Work task: Below are the records; copy exactly the stretch from the line containing "Every <instance> ends" through the line containing "box: [0, 91, 410, 347]", both ends included, and nothing else.

Provided records:

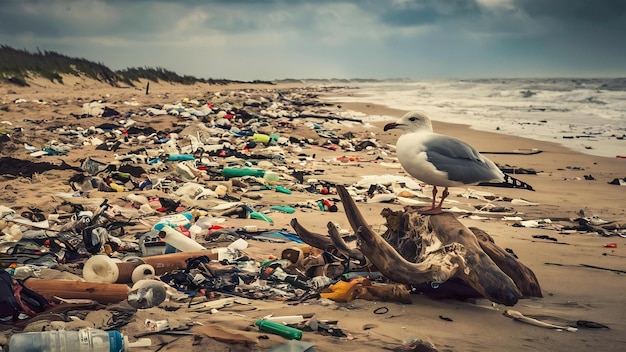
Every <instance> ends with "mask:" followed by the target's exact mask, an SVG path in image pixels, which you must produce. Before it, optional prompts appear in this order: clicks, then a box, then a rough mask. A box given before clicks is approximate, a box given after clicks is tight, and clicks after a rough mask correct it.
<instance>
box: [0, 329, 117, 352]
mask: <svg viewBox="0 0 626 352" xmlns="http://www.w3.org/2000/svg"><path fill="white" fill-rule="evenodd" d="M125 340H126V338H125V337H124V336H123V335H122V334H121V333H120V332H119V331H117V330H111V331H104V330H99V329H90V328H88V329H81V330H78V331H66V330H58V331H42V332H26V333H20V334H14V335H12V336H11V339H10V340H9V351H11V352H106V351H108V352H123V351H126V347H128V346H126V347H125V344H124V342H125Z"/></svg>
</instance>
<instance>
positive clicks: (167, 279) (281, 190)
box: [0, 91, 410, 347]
---
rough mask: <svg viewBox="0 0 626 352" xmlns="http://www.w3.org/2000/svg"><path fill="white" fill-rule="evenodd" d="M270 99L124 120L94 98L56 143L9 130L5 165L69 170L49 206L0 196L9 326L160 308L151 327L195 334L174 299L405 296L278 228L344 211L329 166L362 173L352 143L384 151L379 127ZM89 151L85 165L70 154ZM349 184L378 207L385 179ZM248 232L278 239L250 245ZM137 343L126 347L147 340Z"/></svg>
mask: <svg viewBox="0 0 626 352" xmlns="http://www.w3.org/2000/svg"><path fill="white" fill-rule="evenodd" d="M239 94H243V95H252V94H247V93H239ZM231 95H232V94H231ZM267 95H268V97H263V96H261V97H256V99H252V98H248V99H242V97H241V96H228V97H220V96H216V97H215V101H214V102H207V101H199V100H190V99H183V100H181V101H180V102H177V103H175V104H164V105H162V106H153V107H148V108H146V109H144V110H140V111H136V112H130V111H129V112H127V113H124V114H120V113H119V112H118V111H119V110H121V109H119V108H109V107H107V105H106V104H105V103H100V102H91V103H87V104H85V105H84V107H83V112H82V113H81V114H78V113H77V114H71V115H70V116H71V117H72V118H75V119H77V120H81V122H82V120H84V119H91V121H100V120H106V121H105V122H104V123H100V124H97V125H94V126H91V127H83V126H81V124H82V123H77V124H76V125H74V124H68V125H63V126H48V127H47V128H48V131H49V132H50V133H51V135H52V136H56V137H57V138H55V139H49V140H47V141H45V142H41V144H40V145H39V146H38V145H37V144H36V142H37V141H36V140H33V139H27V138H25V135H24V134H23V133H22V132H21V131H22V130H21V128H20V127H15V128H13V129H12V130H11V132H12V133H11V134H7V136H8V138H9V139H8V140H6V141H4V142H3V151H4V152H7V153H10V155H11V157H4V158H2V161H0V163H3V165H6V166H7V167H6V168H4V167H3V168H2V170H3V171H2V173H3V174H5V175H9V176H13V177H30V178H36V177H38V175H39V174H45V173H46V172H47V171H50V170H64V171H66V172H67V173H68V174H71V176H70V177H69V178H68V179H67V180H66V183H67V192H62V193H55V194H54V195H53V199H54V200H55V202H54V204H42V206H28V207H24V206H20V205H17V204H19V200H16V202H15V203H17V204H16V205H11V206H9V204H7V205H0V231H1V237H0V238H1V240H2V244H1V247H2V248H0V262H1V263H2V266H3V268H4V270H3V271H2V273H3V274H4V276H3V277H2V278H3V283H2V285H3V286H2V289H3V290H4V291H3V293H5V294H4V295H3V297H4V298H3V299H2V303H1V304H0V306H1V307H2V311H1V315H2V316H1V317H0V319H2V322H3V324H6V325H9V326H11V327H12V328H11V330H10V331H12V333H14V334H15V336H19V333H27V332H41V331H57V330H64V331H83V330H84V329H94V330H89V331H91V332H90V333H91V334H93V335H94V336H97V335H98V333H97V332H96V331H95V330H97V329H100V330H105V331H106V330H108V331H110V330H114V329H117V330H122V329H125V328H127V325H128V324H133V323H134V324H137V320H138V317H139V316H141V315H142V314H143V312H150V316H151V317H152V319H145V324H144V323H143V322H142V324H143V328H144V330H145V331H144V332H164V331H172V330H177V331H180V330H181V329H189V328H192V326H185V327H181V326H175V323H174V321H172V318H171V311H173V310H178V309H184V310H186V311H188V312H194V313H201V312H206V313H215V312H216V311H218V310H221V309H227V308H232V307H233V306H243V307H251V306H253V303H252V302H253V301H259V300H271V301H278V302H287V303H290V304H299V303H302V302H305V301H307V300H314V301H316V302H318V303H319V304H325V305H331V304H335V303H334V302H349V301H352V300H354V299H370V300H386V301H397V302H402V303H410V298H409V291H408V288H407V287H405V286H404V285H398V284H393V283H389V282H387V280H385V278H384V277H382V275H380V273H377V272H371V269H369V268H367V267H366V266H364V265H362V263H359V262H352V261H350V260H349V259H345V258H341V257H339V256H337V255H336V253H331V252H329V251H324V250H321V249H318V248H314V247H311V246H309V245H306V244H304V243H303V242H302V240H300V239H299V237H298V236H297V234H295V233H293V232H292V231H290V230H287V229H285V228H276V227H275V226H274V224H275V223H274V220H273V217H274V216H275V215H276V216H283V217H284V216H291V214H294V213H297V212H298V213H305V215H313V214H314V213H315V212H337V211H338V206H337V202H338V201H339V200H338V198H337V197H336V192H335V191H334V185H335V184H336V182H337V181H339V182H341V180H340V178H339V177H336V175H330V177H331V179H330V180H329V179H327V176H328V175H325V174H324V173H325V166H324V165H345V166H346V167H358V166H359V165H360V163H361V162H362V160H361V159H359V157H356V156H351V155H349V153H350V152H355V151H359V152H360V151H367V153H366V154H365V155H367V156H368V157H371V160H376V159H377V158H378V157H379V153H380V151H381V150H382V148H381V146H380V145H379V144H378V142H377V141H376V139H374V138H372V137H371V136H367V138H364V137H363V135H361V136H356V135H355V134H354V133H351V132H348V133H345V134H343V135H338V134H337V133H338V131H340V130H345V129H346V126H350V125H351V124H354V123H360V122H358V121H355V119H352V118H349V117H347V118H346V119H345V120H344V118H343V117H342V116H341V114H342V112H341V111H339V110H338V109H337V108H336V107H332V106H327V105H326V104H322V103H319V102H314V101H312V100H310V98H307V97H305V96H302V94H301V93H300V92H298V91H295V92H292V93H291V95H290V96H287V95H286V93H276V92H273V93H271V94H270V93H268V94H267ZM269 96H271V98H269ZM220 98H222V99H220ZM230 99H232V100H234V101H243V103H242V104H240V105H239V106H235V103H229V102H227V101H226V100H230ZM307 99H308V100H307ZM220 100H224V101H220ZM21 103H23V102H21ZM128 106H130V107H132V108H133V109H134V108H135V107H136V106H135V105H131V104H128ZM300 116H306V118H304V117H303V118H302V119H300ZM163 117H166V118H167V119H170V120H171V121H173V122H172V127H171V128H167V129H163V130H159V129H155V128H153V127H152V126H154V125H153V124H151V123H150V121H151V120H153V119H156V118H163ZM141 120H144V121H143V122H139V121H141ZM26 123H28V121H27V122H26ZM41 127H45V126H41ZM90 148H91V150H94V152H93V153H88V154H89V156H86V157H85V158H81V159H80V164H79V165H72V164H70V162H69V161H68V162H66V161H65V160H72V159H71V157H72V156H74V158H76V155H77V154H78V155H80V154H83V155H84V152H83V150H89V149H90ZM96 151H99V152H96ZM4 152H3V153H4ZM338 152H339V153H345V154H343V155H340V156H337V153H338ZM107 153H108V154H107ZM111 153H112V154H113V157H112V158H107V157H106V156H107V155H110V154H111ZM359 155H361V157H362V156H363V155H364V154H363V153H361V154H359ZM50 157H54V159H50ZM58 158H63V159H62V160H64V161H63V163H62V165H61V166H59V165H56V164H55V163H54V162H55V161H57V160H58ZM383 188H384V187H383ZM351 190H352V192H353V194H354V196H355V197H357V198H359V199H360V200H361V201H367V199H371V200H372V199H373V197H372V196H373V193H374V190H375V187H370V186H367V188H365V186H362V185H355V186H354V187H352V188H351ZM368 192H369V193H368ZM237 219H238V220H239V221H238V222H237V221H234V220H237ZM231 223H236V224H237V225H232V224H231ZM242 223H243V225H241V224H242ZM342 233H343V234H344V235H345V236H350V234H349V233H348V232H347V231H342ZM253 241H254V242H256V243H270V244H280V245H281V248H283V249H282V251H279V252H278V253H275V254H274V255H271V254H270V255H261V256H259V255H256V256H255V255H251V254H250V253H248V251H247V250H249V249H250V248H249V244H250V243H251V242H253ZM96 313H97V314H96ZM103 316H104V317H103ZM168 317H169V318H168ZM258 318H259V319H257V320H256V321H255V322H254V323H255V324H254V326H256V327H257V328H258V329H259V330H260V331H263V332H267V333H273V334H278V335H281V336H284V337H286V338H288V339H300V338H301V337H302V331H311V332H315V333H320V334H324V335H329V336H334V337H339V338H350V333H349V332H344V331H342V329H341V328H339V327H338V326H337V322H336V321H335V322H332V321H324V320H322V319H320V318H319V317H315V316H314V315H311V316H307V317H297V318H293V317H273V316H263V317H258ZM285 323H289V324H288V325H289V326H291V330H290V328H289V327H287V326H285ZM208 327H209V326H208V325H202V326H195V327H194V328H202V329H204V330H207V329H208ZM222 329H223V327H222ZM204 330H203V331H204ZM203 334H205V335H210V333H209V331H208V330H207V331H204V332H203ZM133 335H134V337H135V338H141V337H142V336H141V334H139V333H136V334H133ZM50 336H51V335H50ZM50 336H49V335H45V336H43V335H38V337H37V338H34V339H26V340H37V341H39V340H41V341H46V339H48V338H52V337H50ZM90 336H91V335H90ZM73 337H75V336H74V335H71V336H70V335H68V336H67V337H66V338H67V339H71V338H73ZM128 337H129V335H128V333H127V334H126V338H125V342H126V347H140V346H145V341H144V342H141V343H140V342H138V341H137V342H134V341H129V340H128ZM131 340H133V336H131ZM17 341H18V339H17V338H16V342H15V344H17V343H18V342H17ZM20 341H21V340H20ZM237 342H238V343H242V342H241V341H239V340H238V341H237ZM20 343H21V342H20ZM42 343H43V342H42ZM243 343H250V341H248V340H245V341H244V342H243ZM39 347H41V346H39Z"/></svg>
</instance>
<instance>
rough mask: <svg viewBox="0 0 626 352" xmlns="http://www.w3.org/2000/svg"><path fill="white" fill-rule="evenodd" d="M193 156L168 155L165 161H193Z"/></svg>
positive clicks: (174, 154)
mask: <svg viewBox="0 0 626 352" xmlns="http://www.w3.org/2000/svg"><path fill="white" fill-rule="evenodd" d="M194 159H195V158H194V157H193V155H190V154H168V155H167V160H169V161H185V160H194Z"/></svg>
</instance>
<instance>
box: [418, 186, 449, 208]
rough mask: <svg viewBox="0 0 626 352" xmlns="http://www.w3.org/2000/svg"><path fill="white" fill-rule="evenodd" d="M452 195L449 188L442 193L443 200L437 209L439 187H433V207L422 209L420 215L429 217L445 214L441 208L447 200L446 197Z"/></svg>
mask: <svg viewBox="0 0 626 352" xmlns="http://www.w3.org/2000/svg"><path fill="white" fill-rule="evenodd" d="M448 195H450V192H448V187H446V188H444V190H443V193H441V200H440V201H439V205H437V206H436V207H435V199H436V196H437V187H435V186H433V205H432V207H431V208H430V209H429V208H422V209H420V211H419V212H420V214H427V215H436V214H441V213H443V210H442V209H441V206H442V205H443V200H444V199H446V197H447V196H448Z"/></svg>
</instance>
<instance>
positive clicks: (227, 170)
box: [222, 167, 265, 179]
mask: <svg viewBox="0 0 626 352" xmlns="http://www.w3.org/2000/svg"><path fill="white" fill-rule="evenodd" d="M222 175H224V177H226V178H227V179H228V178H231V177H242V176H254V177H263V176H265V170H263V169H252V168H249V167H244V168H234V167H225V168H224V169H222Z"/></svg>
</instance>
==
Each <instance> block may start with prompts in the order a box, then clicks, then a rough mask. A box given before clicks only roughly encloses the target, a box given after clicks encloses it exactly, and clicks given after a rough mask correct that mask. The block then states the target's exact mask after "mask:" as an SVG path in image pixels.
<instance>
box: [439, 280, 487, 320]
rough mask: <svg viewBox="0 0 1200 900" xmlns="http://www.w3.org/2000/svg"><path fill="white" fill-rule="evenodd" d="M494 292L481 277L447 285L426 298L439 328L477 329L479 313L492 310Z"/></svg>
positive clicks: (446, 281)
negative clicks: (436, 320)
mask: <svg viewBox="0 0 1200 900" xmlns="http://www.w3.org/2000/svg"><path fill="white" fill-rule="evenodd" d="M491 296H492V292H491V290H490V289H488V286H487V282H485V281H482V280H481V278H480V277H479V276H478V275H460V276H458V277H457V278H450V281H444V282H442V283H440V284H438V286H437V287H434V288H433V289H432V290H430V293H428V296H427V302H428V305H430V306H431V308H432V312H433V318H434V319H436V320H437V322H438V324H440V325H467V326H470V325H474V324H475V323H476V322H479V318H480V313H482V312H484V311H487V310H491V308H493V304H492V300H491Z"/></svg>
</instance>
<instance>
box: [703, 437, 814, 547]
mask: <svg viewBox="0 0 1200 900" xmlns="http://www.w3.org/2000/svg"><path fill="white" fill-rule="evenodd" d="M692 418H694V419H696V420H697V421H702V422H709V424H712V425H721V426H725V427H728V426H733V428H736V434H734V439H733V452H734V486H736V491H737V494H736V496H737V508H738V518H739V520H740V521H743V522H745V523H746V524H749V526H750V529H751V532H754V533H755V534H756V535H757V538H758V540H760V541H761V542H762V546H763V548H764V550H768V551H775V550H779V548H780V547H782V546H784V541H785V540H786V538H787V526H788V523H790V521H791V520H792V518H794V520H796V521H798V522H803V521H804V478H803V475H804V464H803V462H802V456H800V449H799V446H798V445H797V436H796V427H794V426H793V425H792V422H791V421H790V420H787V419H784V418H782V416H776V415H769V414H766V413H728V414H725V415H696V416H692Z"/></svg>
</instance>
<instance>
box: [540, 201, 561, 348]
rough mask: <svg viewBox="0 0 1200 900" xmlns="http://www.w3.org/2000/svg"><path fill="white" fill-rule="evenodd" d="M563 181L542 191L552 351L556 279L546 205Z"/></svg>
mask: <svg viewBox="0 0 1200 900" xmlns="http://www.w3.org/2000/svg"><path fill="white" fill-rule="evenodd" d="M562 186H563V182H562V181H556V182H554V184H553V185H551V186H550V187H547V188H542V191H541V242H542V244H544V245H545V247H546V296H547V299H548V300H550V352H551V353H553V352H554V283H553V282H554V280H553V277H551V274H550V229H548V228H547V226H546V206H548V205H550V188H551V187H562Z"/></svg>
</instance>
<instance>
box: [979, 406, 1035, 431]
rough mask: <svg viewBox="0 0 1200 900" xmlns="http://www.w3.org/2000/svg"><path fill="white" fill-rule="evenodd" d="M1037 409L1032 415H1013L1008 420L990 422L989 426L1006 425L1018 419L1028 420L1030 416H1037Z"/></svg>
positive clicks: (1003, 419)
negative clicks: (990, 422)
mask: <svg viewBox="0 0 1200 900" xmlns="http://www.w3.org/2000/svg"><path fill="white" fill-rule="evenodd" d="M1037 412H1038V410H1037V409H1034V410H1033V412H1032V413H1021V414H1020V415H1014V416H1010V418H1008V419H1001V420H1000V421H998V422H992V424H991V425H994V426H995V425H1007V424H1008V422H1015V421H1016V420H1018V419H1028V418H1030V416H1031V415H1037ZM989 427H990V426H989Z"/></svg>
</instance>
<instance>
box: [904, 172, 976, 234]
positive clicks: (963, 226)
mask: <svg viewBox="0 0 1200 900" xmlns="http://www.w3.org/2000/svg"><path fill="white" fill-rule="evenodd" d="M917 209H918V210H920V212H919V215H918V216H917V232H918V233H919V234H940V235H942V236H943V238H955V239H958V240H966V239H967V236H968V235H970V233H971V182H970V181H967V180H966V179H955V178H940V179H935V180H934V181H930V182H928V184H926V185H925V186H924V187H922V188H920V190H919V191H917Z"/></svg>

Response area:
Every <instance> ends with "mask:" followed by the target's exact mask, an SVG path in image pixels, which you must produce. Before it, optional prompts appear in this order: clicks, then a box, then a rough mask. A box given before clicks is approximate, a box given after clicks is tight, and clicks after a rough mask correct it.
<instance>
box: [0, 329, 117, 352]
mask: <svg viewBox="0 0 626 352" xmlns="http://www.w3.org/2000/svg"><path fill="white" fill-rule="evenodd" d="M125 340H126V338H125V337H124V336H123V335H122V334H121V333H120V332H119V331H117V330H111V331H104V330H99V329H90V328H88V329H81V330H78V331H66V330H58V331H42V332H26V333H20V334H14V335H12V336H11V339H10V340H9V351H11V352H106V351H108V352H123V351H126V347H128V346H126V347H125V344H124V342H125Z"/></svg>
</instance>
<instance>
positive clicks: (167, 279) (281, 190)
box: [0, 91, 410, 347]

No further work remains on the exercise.